Tarefa proposta 1: Por favor, reescreva as entradas começando pela linha com "indicate the puppy leg, a" e indo até a linha com "column 253, row 314", substituindo "a point for each instance" por "one point per instance" e mantendo todo o resto igual.
+===+
Galeano por Galeano.

9,0
Eduardo Galeano. Jornalista, escritor, poeta, frasista exemplar, um pensador moderno, inúmeros livros publicados, um apaixonado por futebol, um homem de rara sensibilidade para acessar o mais complexo e o mais simples, tanto no mundo quanto na alma humana. Há 3 anos atrás, Galeano morreu e não houve substituição. Mas legado não falta, e talvez seja fácil descobrir como o diretor Felipe Nepomuceno se conectou a ele. Felipe é fotógrafo, escritor, cineasta, produtor, tem livros publicados, ganhou prêmios como cineasta, e essas infinidades de atividades os ligou, e desse encontro nasce esse filme-ensaio. Filme-poema. Filme-pensamento. Filme-fluxo. 

Galeano foi um homem que ainda teria a oferecer ao mundo e a prova está aqui nesse longa. Através de encontros com uma série de personalidades de diversas áreas em leituras de contos seus, o escritor vai adquirindo uma espécie de aura maior e que paira sobre o filme. Além disso, Nepomuceno ainda tinha horas de material filmado em bate papo com ele, fazendo com que Galeano se transforme em protagonista e vetor de sua própria homenagem. Com o texto do chileno seria fácil construir uma narrativa documental emocionante, divertida, vibrante, íntima, tudo isso junto e as vezes tudo isso na mesma cena. O desafio era filmar, e transformar em imagem o olhar de Galeano, suas palavras, sua argamassa interna que produziu um artista tão singular e insubstituível.
+===+
Tarefa proposta 2:
Responda às perguntas sobre o texto a respeito de Galeano:
(a) Há quantos anos Galeano morreu?
(b) Quem é o diretor do filme?
(c) O que Nepomuceno ainda tinha, além das leituras de contos?

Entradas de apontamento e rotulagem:
+===+
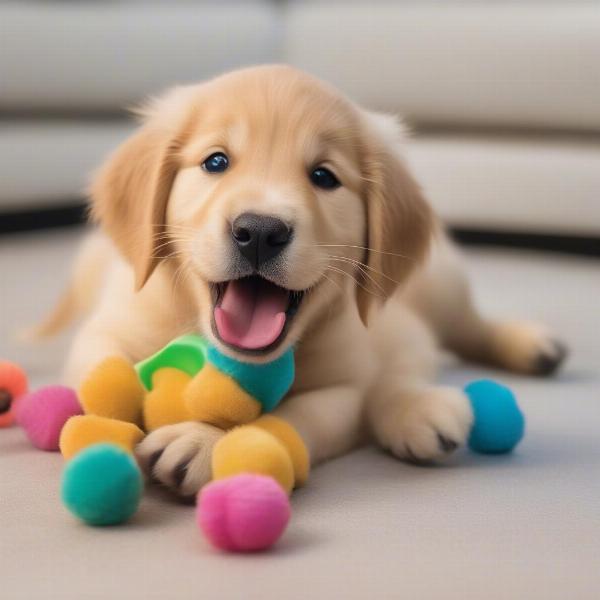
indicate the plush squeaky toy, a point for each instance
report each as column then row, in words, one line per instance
column 255, row 464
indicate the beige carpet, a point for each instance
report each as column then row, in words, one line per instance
column 523, row 526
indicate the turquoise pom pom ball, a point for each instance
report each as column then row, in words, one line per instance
column 102, row 485
column 499, row 424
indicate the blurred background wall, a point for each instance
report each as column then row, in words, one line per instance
column 503, row 96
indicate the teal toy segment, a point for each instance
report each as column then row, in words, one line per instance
column 499, row 424
column 186, row 353
column 268, row 382
column 102, row 485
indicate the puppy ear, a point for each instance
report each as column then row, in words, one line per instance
column 400, row 222
column 130, row 192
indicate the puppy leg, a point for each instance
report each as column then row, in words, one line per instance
column 442, row 296
column 179, row 456
column 417, row 421
column 329, row 421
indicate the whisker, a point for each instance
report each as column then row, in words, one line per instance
column 362, row 268
column 358, row 283
column 364, row 248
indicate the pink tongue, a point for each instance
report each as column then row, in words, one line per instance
column 252, row 313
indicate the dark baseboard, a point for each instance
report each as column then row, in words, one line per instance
column 76, row 213
column 44, row 218
column 566, row 244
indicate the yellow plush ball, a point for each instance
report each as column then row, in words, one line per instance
column 215, row 398
column 113, row 390
column 292, row 442
column 84, row 430
column 249, row 449
column 164, row 405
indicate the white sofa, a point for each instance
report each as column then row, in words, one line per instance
column 504, row 97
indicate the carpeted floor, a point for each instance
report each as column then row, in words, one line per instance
column 521, row 526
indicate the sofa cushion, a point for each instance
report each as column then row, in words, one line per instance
column 48, row 163
column 104, row 55
column 520, row 184
column 500, row 63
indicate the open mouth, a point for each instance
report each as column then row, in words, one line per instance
column 253, row 314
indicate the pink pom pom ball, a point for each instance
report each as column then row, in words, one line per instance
column 243, row 513
column 43, row 413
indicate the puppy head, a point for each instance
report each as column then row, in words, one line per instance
column 277, row 196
+===+
Resposta escrita 1:
indicate the puppy leg, one point per instance
report each as column then row, in words, one line per instance
column 442, row 296
column 179, row 456
column 417, row 421
column 329, row 421
indicate the whisker, one point per instance
report each as column then row, in words, one line per instance
column 362, row 268
column 358, row 283
column 364, row 248
indicate the pink tongue, one point per instance
report each as column then row, in words, one line per instance
column 252, row 313
indicate the dark baseboard, one point per instance
report each as column then row, in words, one line per instance
column 76, row 213
column 44, row 218
column 566, row 244
indicate the yellow plush ball, one point per instance
report each as column then row, in words, one line per instance
column 215, row 398
column 113, row 390
column 292, row 442
column 84, row 430
column 249, row 449
column 164, row 405
indicate the white sofa, one point per instance
report each as column then row, in words, one line per instance
column 504, row 97
indicate the carpeted floor, one point per instance
report each as column then row, in words, one line per instance
column 521, row 526
indicate the sofa cushion, one point per instance
report each as column then row, in words, one line per instance
column 48, row 163
column 104, row 55
column 520, row 184
column 500, row 63
indicate the open mouth, one point per instance
report each as column then row, in words, one line per instance
column 253, row 314

Resposta escrita 2:
(a) Há 3 anos.
(b) Felipe Nepomuceno.
(c) Horas de material filmado em bate-papo com Galeano.